*QUESTIONS TO ANSWER*:
A) In the Conflux Standard article, copy the stretch that begins at "The first one" and stops after "or Burrenton Forge-Tenders.", substituting "Bant Charm" for each "Jund Charm".
B) Carry on the Conflux Standard article past its final line.

Brothers Grim is slashing their prices on draft sets of Shards of Alara and Conflux! Draft sets (three packs) are $9, while entry fees for FNM have been lowered from $13 to $11! That's the lowest I've seen for any sanctioned booster draft (most places in the US charge upwards of $15), so it's a great time to come down to Grim and draft with us on Friday nights!

Speaking of FNM, the promo for this month is Myr Enforcer. Come win one this Friday, they make great Valentine's Day gifts for that special girl or guy in your life!

==CONFLUXING STANDARD==
Author: Brian Paskoff

With the whole schedule of set design at Wizards of the Coast, it takes a good long while for answers to the most popular decks to show up. Faeries has been dominating Standard since Morningtide, and it took four whole sets for the "answer cards" to show up. Wizards can't just print one answer and hope it sticks, because if it doesn't work it'll be three or four more sets before they can try again, and Faeries will be out of Standard at that point.

The first one up is Volcanic Fallout. As the spoiler evolved, this card changed from a sorcery to an instant and was immediately deemed a Fae-killer. Jund Charm was used in Ramp decks alongside Cloudthresher to combat both Kithkin decks and Faeries. While Volcanic Fallout is good, it just adds to the number of minor board sweepers in standard: Jund Charm, Firespout, Infest, and even Pyroclasm are all heavily played, and it's hard to say where Volcanic Fallout fits in. Obviously, if your metagame is dominated by Fae, Volcanic Fallout is a great sideboard card. Each of the minor board sweepers in Standard has their own strengths and weaknesses:

  • Jund Charm is versatile, hurts reanimator decks, and can keep Kitchen Finks around for another go at persisting... but can't kill Stillmoon Cavalier, X/3s, or Burrenton Forge-Tenders.

*Saved entries*:

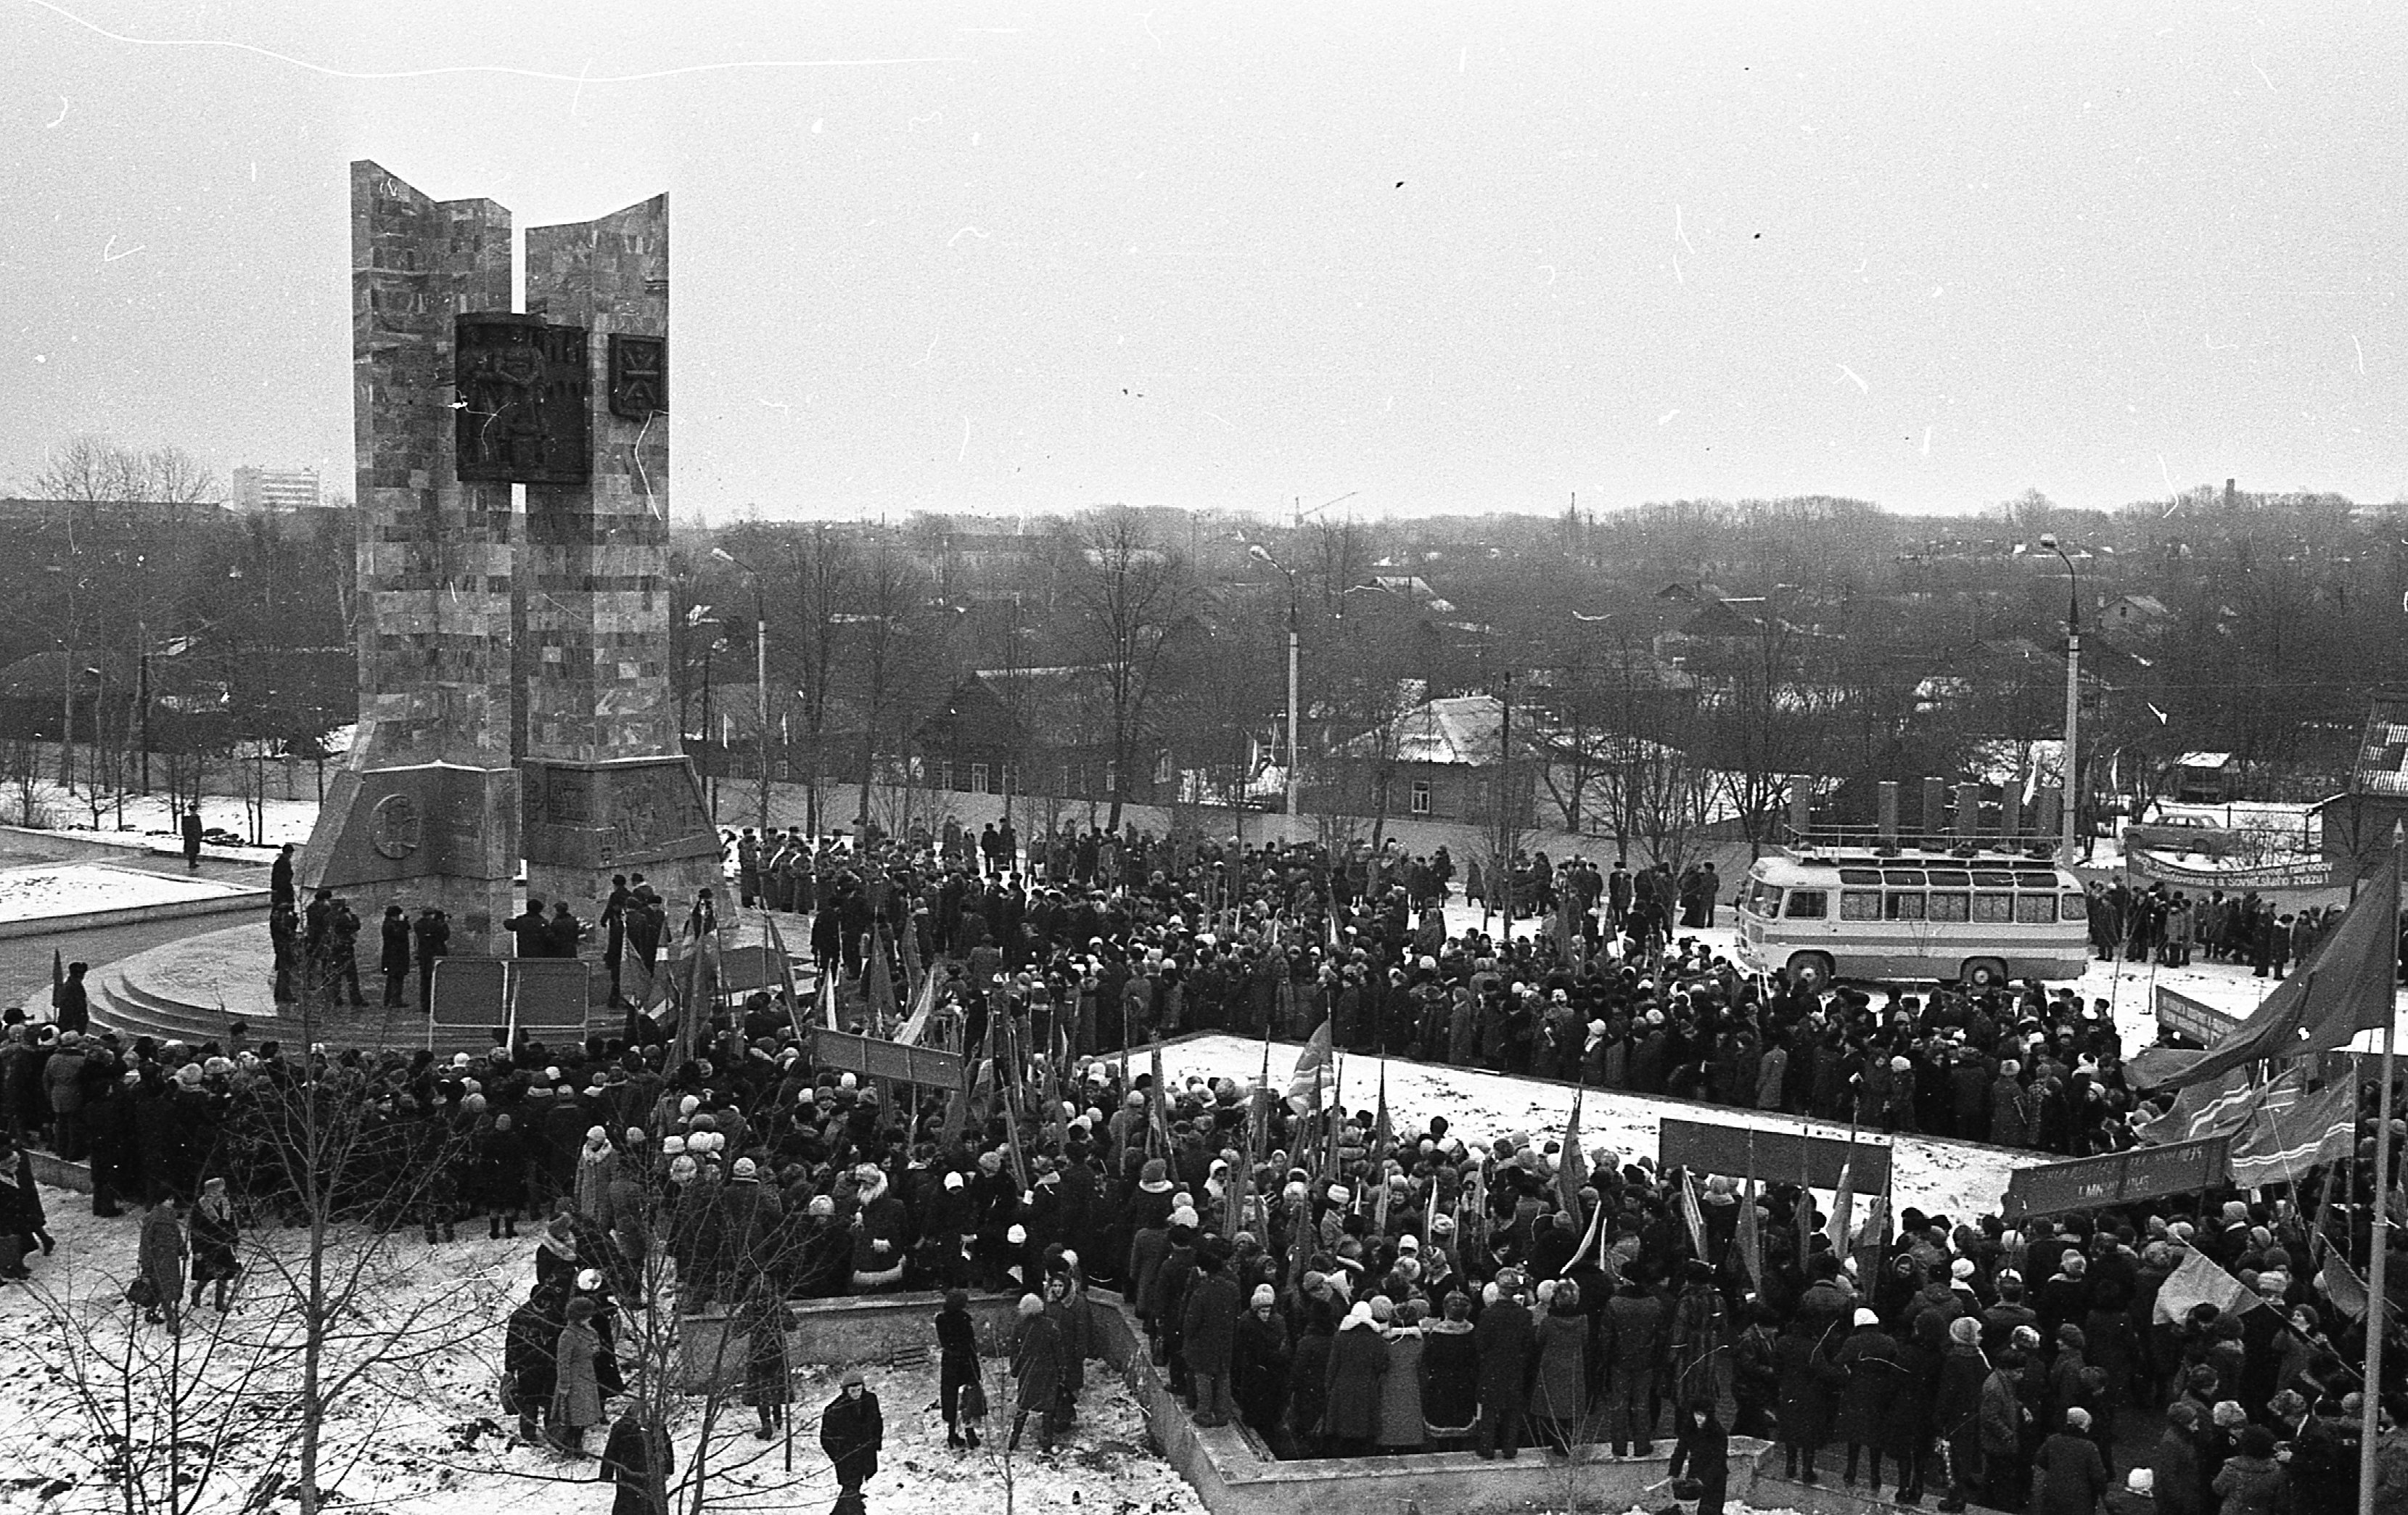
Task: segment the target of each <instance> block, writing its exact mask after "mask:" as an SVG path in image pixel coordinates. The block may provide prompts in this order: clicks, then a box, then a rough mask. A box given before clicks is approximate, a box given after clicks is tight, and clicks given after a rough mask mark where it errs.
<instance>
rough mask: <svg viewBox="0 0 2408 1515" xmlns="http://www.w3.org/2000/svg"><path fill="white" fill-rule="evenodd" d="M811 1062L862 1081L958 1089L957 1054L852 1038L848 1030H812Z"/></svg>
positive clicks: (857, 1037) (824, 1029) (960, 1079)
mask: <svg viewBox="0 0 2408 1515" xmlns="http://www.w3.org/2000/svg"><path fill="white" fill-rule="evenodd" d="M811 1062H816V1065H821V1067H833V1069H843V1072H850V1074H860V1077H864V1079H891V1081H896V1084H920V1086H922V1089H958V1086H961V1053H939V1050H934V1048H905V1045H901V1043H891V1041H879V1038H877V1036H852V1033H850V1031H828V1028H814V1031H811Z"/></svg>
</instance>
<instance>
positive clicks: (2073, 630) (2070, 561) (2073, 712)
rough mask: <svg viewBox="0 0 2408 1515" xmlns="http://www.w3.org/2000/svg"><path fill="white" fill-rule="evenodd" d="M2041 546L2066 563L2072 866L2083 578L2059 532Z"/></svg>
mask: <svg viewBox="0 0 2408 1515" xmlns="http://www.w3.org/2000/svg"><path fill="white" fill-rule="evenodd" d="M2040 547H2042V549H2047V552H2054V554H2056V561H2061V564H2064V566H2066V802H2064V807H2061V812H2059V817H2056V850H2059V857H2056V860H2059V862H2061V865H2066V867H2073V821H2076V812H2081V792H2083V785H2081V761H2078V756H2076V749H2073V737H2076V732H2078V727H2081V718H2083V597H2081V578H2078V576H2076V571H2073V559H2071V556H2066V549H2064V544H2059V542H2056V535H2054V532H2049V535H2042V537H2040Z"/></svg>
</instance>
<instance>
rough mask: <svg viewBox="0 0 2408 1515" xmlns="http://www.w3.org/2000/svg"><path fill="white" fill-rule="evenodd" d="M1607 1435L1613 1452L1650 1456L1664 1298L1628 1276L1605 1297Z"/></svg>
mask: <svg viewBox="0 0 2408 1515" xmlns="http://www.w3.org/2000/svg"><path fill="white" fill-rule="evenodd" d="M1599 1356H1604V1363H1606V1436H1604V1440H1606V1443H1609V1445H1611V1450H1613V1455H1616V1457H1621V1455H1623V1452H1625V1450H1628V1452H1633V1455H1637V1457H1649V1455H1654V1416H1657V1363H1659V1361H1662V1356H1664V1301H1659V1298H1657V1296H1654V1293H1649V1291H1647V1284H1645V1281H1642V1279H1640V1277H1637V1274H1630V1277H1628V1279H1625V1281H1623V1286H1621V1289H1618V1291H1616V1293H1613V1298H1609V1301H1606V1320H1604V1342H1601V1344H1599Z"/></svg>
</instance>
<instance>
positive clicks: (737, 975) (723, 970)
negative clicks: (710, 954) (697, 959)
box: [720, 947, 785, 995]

*TASK RESPONSES*:
A)
The first one up is Volcanic Fallout. As the spoiler evolved, this card changed from a sorcery to an instant and was immediately deemed a Fae-killer. Bant Charm was used in Ramp decks alongside Cloudthresher to combat both Kithkin decks and Faeries. While Volcanic Fallout is good, it just adds to the number of minor board sweepers in standard: Bant Charm, Firespout, Infest, and even Pyroclasm are all heavily played, and it's hard to say where Volcanic Fallout fits in. Obviously, if your metagame is dominated by Fae, Volcanic Fallout is a great sideboard card. Each of the minor board sweepers in Standard has their own strengths and weaknesses:

  • Bant Charm is versatile, hurts reanimator decks, and can keep Kitchen Finks around for another go at persisting... but can't kill Stillmoon Cavalier, X/3s, or Burrenton Forge-Tenders.

B)
  • Firespout deals one extra damage so it can kill a Cloudgoat Ranger or doubly-pumped up Kithkin, but is sorcery speed and can be stopped with a Forge-Tender.
  • Infest kills anything, including the problem creatures black and red can't usually deal with... but is sorcery speed.
  • Pyroclasm can wipe out the turn one Figure of Destiny, turn two Wizened Cenn play before it becomes a problem, but it's sorcery speed and only deals two damage.
  • Volcanic Fallout kills Fae and acts as a final Sudden Shock against control decks that have stabilized at low life because it's uncounterable... but not unpreventable.

The popularity of a new card will have everyone trying it out, and make life hard for Faerie players for weeks to come. Just don't get so sucked in by the shiny fresh-pack smell of Volcanic Fallout that you ignore your metagame!

Next, there's Scattershot Archer. 1/2s for G are rare, and the Archer was probably made to avoid getting picked off by a sideboarded-in Peppersmoke. Of course the real power of Scattershot Archer is its ability. With one tap, every Bitterblossom Token, Spellstutter Sprite, and Spirit token falls out of the sky. The Archer comes down on turn one, long before Faeries is ready with a Remove Soul. And if they tap out to Agony Warp it the turn after you play it, it's just another way Scattershot Archer saved you from a turn two Bitterblossom. However, being that it's only good against one tier one deck and one tier two deck (WB Tokens), I don't see it seeing serious play.

The last Fae-killer is the big one, Banefire. Being that I re-started playing Magic after a many-year hiatus around the tail-end of Ravnica block, I have many fond memories of Demonfire beating out the control decks of the time. While Demonfire was good, it required you to have no cards in hand to be truly devastating. And, it was used by one of the most dominate control decks of the time, Urzatron, which could ramp up its mana way faster than decks with lands that didn't tap for 3.

Banefire isn't so much of an anti-Faerie card as it is an anti-Cryptic Command card. When the best counterspell in years can't touch it, it's clearly an anti-control card. In fact, there are only three cards in the format that can deal with Banefire, and they're all red! Wild Ricochet, Shunt, and Swerve, to be precise. It's difficult to say for sure right now, but if Banefire becomes a problem, then one of these spells (most likely Swerve) will start to see some serious sideboard play.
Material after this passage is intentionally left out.